-- start of Provided text --
My re-examination begins with the conflicting versions of the Dublin King’s five possible childhoods. The first of these versions is the childhood of the younger son of Edward IV, Richard of Shrewsbury, Duke of York and Norfolk. Many people may feel that they know the basic outline of Richard’s story well. As we shall see, however, the widespread use of the collective term ‘princes in the Tower’ in itself proves very clearly that the life history of Richard of Shrewsbury is quite widely misunderstood. As for the later stages of Richard’s real story, they are full of question marks.

Exploring Richard’s life necessarily involves a re-examination of whether or not the sons of Edward IV really were murdered. This leads inevitably to the theory advanced by some modern writers that perhaps the Dublin King was in reality none other than King Edward V. Although no fifteenth-century accounts explicitly proposed such a theory, this second possible childhood also has to be explored.

The third and fourth stories are two alternative versions of the life history of Edward of Clarence, Earl of Warwick, the son of the Duke of Clarence. The Earl of Warwick’s story has been very little studied and is generally not well understood. Even the entry under his name in the Oxford Dictionary of National Biography (ODNB) contains at least one glaring inaccuracy.

A quick glance at the timeline at the end of this book reveals how young Warwick was when some of the key events took place in which he was allegedly involved. This suggests one very important point which seems generally to have been overlooked. How many people would easily have been able to recognise and identify him? In 1487 Warwick would have been 12 years old. In 1476–77, when his father had tried to smuggle him out of England (and had perhaps succeeded), the little boy had been only 2. How easy is it, even today, to recognise a boy of 12 whom one last saw when he was 2? When considered in this light, Henry VII’s parading through the streets of London of the young person whom he held in custody under the name of the Earl of Warwick, in an attempt to undermine the claims of the Dublin King, appears ridiculous and meaningless.

In fact, what will emerge, as we shall see, is that the life history of the Earl of Warwick actually has two potential – and quite different – versions. The first of these is the authorised version, as publicised by successive English governments. The second is an alternative, unauthorised and unfamiliar version; nevertheless, evidence for its possible authenticity does exist.
-- end of Provided text --
Repeat the Dublin King passage word for word, starting at "The third and" and stopping after "one glaring inaccuracy.".
-- start of Supplied material --
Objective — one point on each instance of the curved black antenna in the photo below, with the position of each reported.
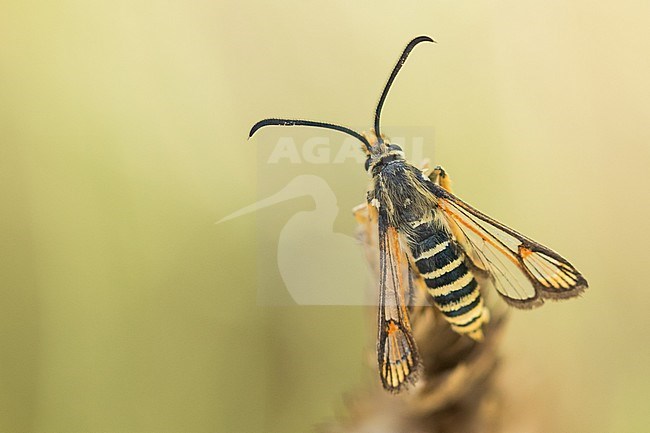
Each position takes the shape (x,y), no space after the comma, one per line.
(295,122)
(396,69)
-- end of Supplied material --
■ **Task answer**:
The third and fourth stories are two alternative versions of the life history of Edward of Clarence, Earl of Warwick, the son of the Duke of Clarence. The Earl of Warwick’s story has been very little studied and is generally not well understood. Even the entry under his name in the Oxford Dictionary of National Biography (ODNB) contains at least one glaring inaccuracy.